# Task brief:
Line by line, print the records exactly as they are, dropping the pictures.

# Extracted entries:

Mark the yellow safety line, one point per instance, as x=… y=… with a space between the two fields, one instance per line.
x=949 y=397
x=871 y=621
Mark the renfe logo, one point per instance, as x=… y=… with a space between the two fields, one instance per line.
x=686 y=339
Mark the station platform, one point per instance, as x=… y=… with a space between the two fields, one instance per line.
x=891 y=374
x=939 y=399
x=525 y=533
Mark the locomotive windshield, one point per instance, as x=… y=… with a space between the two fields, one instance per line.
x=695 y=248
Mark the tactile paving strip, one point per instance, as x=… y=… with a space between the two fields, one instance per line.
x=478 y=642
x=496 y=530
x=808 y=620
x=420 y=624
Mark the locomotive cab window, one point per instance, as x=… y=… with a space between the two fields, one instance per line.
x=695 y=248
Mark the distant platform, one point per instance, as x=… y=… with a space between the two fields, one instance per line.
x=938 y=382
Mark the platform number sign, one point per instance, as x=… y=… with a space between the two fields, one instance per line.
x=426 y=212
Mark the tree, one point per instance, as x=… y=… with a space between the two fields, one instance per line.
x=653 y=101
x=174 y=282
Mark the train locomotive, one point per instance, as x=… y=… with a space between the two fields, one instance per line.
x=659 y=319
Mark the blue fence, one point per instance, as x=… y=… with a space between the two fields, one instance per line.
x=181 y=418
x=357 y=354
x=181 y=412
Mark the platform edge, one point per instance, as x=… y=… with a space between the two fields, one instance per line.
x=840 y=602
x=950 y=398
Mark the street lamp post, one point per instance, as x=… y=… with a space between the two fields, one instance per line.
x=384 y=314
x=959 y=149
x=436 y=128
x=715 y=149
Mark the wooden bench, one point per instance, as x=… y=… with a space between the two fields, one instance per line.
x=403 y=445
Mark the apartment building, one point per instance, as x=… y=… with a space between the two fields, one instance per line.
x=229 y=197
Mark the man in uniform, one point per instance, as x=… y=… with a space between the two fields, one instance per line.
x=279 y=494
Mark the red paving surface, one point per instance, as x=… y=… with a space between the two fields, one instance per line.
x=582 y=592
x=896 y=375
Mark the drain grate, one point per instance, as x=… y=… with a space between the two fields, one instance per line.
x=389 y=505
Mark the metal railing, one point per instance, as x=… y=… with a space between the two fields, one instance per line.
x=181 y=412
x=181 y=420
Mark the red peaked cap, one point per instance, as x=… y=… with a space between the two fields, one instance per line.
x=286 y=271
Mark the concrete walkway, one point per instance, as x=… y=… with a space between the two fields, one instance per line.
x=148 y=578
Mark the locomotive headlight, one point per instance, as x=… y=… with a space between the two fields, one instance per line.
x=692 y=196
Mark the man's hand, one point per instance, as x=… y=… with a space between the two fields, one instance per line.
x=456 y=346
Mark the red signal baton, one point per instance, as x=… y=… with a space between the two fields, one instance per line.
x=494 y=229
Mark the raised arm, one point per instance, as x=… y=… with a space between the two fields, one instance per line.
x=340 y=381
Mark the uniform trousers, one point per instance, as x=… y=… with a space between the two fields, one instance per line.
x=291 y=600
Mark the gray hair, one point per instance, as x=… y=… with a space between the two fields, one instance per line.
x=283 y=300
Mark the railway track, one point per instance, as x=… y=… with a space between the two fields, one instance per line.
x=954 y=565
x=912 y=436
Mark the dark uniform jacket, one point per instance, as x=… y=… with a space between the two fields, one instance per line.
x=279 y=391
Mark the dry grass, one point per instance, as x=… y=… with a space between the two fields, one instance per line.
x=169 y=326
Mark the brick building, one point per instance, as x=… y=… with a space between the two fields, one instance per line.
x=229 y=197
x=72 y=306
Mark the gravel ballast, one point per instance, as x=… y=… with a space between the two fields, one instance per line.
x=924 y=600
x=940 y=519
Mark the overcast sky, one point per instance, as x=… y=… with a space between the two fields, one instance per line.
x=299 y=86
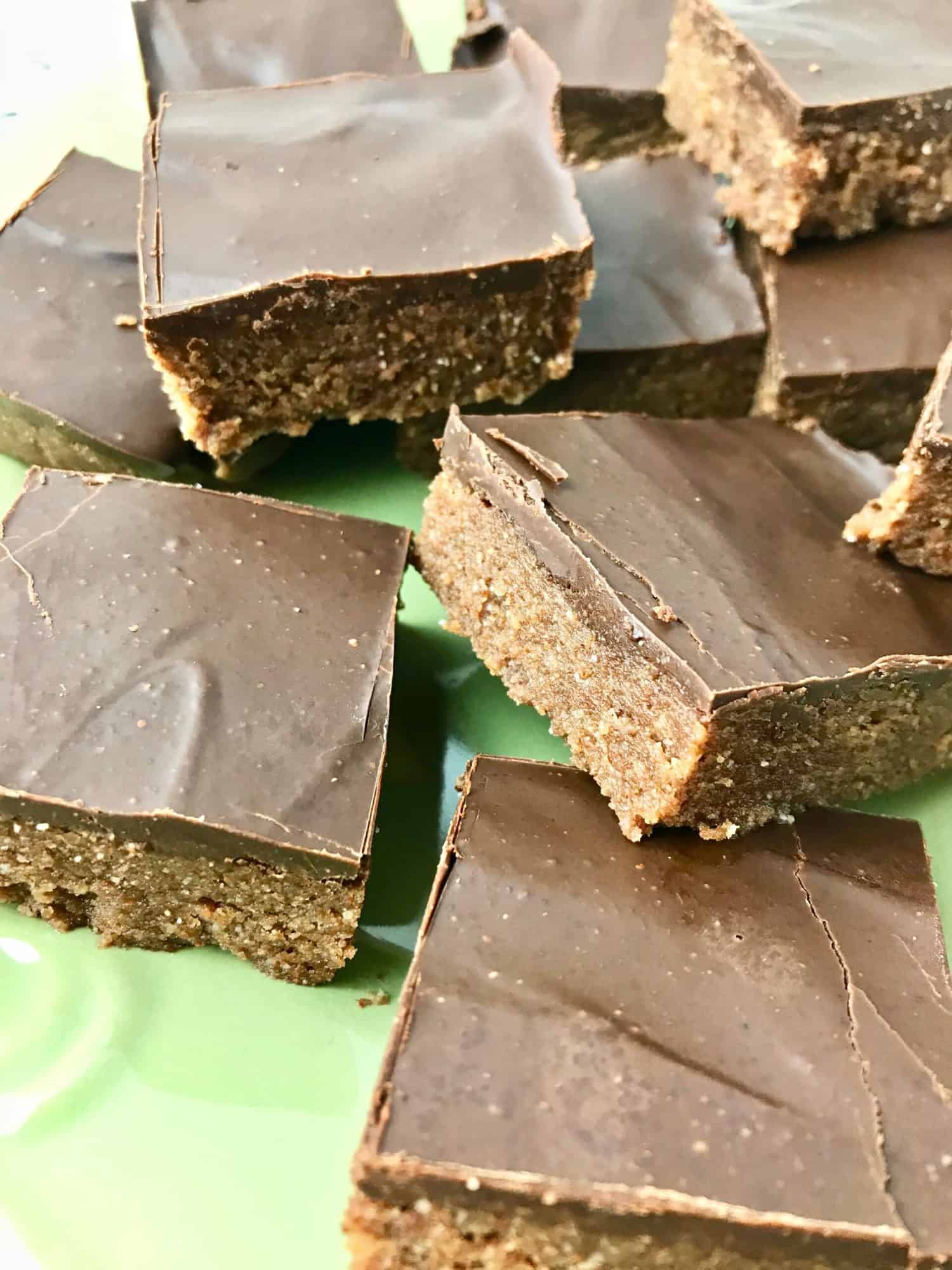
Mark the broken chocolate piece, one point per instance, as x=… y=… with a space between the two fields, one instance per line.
x=856 y=332
x=611 y=58
x=449 y=266
x=195 y=690
x=673 y=1055
x=77 y=389
x=188 y=46
x=827 y=117
x=685 y=610
x=913 y=518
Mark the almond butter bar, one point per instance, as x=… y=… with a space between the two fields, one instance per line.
x=196 y=690
x=616 y=1057
x=678 y=599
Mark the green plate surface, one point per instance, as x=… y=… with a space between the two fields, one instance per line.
x=183 y=1111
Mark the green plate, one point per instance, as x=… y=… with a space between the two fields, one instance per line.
x=186 y=1112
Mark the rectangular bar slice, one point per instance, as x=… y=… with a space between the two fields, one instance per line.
x=678 y=599
x=77 y=389
x=611 y=1057
x=611 y=55
x=856 y=332
x=912 y=519
x=188 y=46
x=195 y=692
x=828 y=116
x=393 y=246
x=673 y=327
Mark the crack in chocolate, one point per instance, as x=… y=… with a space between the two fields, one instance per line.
x=880 y=1166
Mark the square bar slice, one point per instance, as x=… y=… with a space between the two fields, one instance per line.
x=678 y=599
x=611 y=57
x=828 y=116
x=856 y=332
x=77 y=389
x=361 y=248
x=238 y=44
x=195 y=692
x=673 y=327
x=612 y=1057
x=913 y=518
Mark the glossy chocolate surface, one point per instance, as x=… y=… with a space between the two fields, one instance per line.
x=357 y=177
x=676 y=1027
x=666 y=271
x=191 y=45
x=733 y=526
x=616 y=45
x=831 y=58
x=878 y=303
x=68 y=271
x=209 y=672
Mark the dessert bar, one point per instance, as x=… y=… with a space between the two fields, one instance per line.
x=611 y=57
x=827 y=116
x=856 y=332
x=678 y=599
x=188 y=46
x=195 y=690
x=673 y=327
x=393 y=246
x=913 y=518
x=77 y=389
x=680 y=1055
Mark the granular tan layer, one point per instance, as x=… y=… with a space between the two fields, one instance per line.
x=290 y=925
x=656 y=755
x=439 y=1238
x=276 y=361
x=828 y=182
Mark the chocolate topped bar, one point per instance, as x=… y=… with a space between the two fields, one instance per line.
x=389 y=299
x=76 y=384
x=237 y=44
x=677 y=598
x=611 y=55
x=830 y=117
x=673 y=1055
x=209 y=679
x=913 y=518
x=856 y=332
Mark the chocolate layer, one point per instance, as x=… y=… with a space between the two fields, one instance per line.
x=205 y=672
x=833 y=62
x=673 y=1034
x=729 y=529
x=234 y=44
x=406 y=159
x=73 y=368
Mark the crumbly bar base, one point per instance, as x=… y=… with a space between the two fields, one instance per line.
x=875 y=411
x=913 y=518
x=279 y=360
x=290 y=925
x=601 y=125
x=686 y=382
x=654 y=755
x=835 y=181
x=426 y=1236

# Output below:
Mark the yellow safety line, one point per instance, as x=… y=… with a space between the two fields, one instance per line.
x=949 y=397
x=871 y=621
Mark the renfe logo, one point per instance, as x=… y=… with a space between the two fields, one instance per line.
x=686 y=339
Mark the station platform, one point per instance, as x=… y=… with a space between the two fields, one instance per line.
x=891 y=374
x=939 y=399
x=525 y=533
Mark the locomotive windshield, one point per instance, as x=… y=… with a space between the two fields, one instance per line.
x=695 y=248
Mark the tactile paving strip, one point per instance, as x=… y=… with a space between the two fields, one instance per line.
x=478 y=642
x=496 y=530
x=808 y=620
x=420 y=624
Mark the locomotive cab window, one point per instance, as x=… y=… with a space between the two fields, one instance per line.
x=695 y=248
Mark the distant platform, one point per instance, as x=… y=… with a space between the two fields, one instance per line.
x=938 y=382
Mark the platform number sign, one point per instance, as x=… y=… with a space between the two fields, one instance per line.
x=426 y=212
Mark the tree, one point per instance, as x=… y=… with a space between the two fields, one instance per line.
x=653 y=101
x=174 y=282
Mark the train locomotive, one point per instance, as x=… y=… with a space between the two fields, one instance per line.
x=659 y=319
Mark the blue fence, one point per instance, as x=… y=… with a space between the two fields, one instance per line.
x=181 y=418
x=357 y=354
x=181 y=412
Mark the platform edge, one point per instance, as x=… y=… with a space between the two fields, one instance per line.
x=840 y=602
x=950 y=398
Mark the street lamp post, one point per instance, as x=… y=… with a space between the two fields, one instance per line.
x=384 y=314
x=959 y=149
x=436 y=128
x=715 y=149
Mark the wooden bench, one point per instance, as x=… y=… with a space between the two fields, one instance per line.
x=403 y=445
Mark the apartment building, one point per instance, as x=… y=… with a space between the two fields, one instance per line.
x=229 y=197
Mark the man in uniform, one point per instance, as x=… y=… with a space between the two fields, one instance per line.
x=279 y=494
Mark the red paving surface, one point per instance, as x=… y=… with a space between the two fields, one instance per line.
x=582 y=592
x=896 y=375
Mark the drain grate, one point per instance, as x=… y=… with a space between the two fields, one instance per line.
x=389 y=505
Mark the metal railing, one point per instance, as x=… y=… with a space between the two fields, one instance per line.
x=181 y=412
x=181 y=420
Mark the red peaked cap, one point per instance, as x=… y=… with a space between the two fields, one instance per line.
x=286 y=271
Mark the concrete walkway, one point per instance, as x=… y=… with a space between the two fields, one instance per line.
x=148 y=578
Mark the locomotive headlight, one point per instance, as x=… y=… with a space between the two fields, one instance per line.
x=692 y=196
Mark the man's hand, one point per instance, as x=… y=… with a space between the two fields, one instance per line.
x=456 y=346
Mark the red signal baton, one point per instance, as x=… y=… with a space between the two fields, one instance per line.
x=494 y=229
Mark the raised arm, one point per instance, as x=… y=… with a space between the two fields, one instance per line.
x=340 y=381
Mark the uniform trousers, one point per instance, as x=… y=… with a space between the two fields, one instance per line.
x=291 y=600
Mark the gray hair, one point per instance, as x=… y=… with a space between the two fields, one instance per line.
x=283 y=300
Mark the railway track, one point per instance, as x=… y=… with a space between the two fields, one instance per line.
x=954 y=565
x=912 y=436
Mark the dark uniform jacket, one point per instance, as x=… y=… with a space between the two fields, one instance per line.
x=279 y=391
Mark the dry grass, one point per instance, as x=… y=… with a space between the two fields, one instance per line.
x=169 y=326
Mark the brick building, one point per instance, as x=… y=… with a space between the two fields, one instance per line.
x=229 y=197
x=72 y=306
Mark the gravel ballast, one point per instance, as x=… y=… with a space between the two fields, one instance per line.
x=924 y=600
x=940 y=519
Mark the overcast sky, one point per instance, as x=… y=… with a space between the two fields, one instance per line.
x=299 y=86
Mark the broken chocolate piece, one point per instance, as x=… y=… with a space between the two fields, one instance per line.
x=856 y=332
x=611 y=58
x=449 y=266
x=195 y=690
x=673 y=1055
x=77 y=389
x=188 y=46
x=827 y=117
x=685 y=610
x=913 y=518
Mark the almond butter bar, one point per instance, as x=… y=… with a space between the two fields, one instance per line.
x=196 y=690
x=616 y=1057
x=678 y=599
Mark the green plate surface, one point per instance, as x=… y=… with a space between the two fields, one instance per line.
x=183 y=1111
Mark the green plate, one point per instance, as x=… y=… with a space between the two fields, one instance per line.
x=186 y=1112
Mark the rectangular bar slice, one point per instance, as x=… y=… with a space between the two fields, one instance per line.
x=678 y=599
x=77 y=389
x=611 y=1057
x=611 y=55
x=856 y=332
x=912 y=519
x=188 y=46
x=195 y=692
x=828 y=116
x=393 y=246
x=673 y=327
Mark the crack in chocolate, one point per instance, as x=… y=… with a space between the two fields, one instance per line.
x=880 y=1166
Mark the square bar slice, one point per instance, as x=… y=… with a space between the two fields, one instance per line.
x=678 y=599
x=611 y=57
x=828 y=116
x=856 y=332
x=77 y=389
x=361 y=248
x=238 y=44
x=195 y=692
x=673 y=327
x=612 y=1057
x=913 y=518
Mark the glossy chocolate surface, one point per instance, as x=… y=… with a space between the two fields, one instance per line.
x=357 y=177
x=676 y=1027
x=666 y=271
x=191 y=45
x=733 y=526
x=616 y=45
x=831 y=58
x=878 y=303
x=68 y=271
x=209 y=672
Mark the dessert bar, one point per instance, as x=… y=… with a space between the two fields, one instance per line.
x=611 y=57
x=827 y=116
x=856 y=332
x=678 y=599
x=188 y=46
x=195 y=690
x=673 y=327
x=393 y=246
x=913 y=518
x=77 y=389
x=680 y=1055
Mark the granular tan layer, one point per instance, as x=… y=… with a space between the two fields, one instance per line.
x=290 y=925
x=656 y=755
x=439 y=1238
x=276 y=361
x=828 y=182
Mark the chocolate topped bar, one point per instance, as x=… y=… with a space between the two fields, one instance per line.
x=389 y=299
x=76 y=384
x=237 y=44
x=677 y=598
x=611 y=55
x=830 y=117
x=673 y=1055
x=209 y=679
x=913 y=518
x=856 y=332
Mark the chocolate layer, one point per instance, as x=… y=… with a space between the two fields, one instance per line.
x=205 y=672
x=833 y=62
x=673 y=1034
x=729 y=529
x=234 y=44
x=406 y=159
x=73 y=368
Mark the crumbly bar base, one point per instance, as x=… y=… with a space between the two fields, one instance per line.
x=875 y=411
x=913 y=518
x=279 y=360
x=290 y=925
x=601 y=125
x=686 y=382
x=654 y=755
x=835 y=181
x=426 y=1236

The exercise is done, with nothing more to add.